## What needs to be done
Nothing in the listing should be altered when it is copied, and no picture goes into the copy.
>>>
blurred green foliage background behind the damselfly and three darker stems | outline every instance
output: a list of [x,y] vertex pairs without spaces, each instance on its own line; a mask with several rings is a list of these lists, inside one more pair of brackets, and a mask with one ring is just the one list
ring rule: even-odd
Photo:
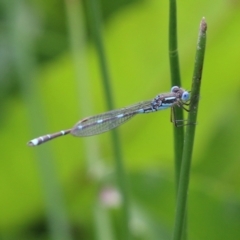
[[[119,239],[110,134],[26,146],[34,137],[106,111],[85,5],[0,1],[0,239]],[[171,88],[168,10],[168,1],[101,2],[116,108]],[[189,189],[189,239],[240,239],[240,2],[178,3],[186,89],[203,16],[207,48]],[[170,111],[146,114],[119,128],[135,239],[172,235],[169,118]],[[65,235],[49,230],[59,224]]]

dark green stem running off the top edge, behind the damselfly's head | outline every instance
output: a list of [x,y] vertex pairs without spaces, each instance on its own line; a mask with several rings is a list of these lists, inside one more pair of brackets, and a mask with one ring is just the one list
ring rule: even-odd
[[[177,4],[176,0],[169,1],[169,60],[171,71],[172,86],[181,87],[181,78],[179,70],[178,59],[178,45],[177,45]],[[175,119],[183,119],[183,110],[181,108],[174,109]],[[175,159],[175,182],[176,189],[178,188],[179,173],[182,161],[184,128],[173,128],[174,133],[174,159]]]

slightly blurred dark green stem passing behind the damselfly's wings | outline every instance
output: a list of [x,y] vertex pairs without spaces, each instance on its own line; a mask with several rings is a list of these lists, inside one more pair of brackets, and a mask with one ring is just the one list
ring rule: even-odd
[[[106,102],[108,109],[114,109],[114,100],[111,94],[111,86],[110,86],[110,76],[107,67],[107,60],[106,54],[104,50],[104,45],[101,36],[101,16],[98,6],[98,1],[96,0],[89,0],[87,1],[88,4],[88,12],[90,15],[90,22],[91,28],[94,34],[94,40],[96,43],[96,49],[99,57],[99,64],[100,69],[102,72],[102,80],[103,80],[103,87],[105,90]],[[123,165],[123,157],[121,151],[121,145],[119,140],[119,135],[117,130],[111,131],[112,134],[112,144],[113,144],[113,151],[115,154],[116,160],[116,172],[118,178],[118,184],[122,196],[122,238],[125,240],[130,238],[129,233],[129,203],[128,203],[128,196],[127,196],[127,184],[126,184],[126,174]]]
<<<
## Response to the task
blurred green foliage background behind the damselfly and three darker stems | outline every instance
output: a list of [x,y] vertex pairs without spaces, each instance on its own line; a mask with several rings is a list of these lists, inside one more pair of brackets, and a mask with one ring is just the one list
ring rule: even-odd
Photo:
[[[119,239],[110,134],[26,146],[34,137],[106,111],[85,5],[0,1],[0,239]],[[171,88],[168,10],[168,1],[101,2],[116,108]],[[189,189],[189,239],[240,239],[240,2],[178,3],[186,89],[203,16],[207,48]],[[170,111],[146,114],[119,128],[135,239],[172,235],[169,118]],[[65,235],[49,230],[59,224]]]

dark green stem running off the top edge, behind the damselfly's head | outline every instance
output: a list of [x,y] vertex pairs without spaces, each instance on its own line; a mask with several rings is a list of these lists, inside one more pair of brackets, and a mask with one ring is just the one list
ring rule: even-odd
[[[177,4],[176,0],[169,1],[169,60],[171,71],[172,86],[181,87],[181,78],[179,70],[178,59],[178,45],[177,45]],[[175,119],[183,119],[183,110],[181,108],[174,109]],[[175,159],[175,182],[176,189],[178,188],[179,173],[182,161],[184,128],[173,128],[174,133],[174,159]]]

slightly blurred dark green stem passing behind the damselfly's wings | outline every instance
output: a list of [x,y] vertex pairs without spaces, each instance on its own line; a mask with several rings is a list of these lists, inside one more pair of brackets, and a mask with one ring is just the one list
ring rule: even-odd
[[[106,102],[108,109],[114,109],[114,100],[111,94],[111,86],[110,86],[110,76],[107,67],[107,60],[106,54],[104,50],[104,45],[101,36],[101,16],[98,6],[98,1],[96,0],[89,0],[87,1],[88,4],[88,12],[90,15],[90,22],[91,28],[94,34],[94,40],[96,43],[96,49],[99,57],[99,64],[100,69],[102,72],[102,80],[103,80],[103,87],[105,90]],[[123,165],[123,157],[121,151],[121,145],[119,140],[119,135],[117,130],[111,131],[112,134],[112,144],[113,144],[113,151],[115,154],[116,160],[116,172],[118,178],[118,184],[122,196],[122,238],[125,240],[130,238],[129,233],[129,203],[128,203],[128,196],[127,196],[127,184],[126,184],[126,174]]]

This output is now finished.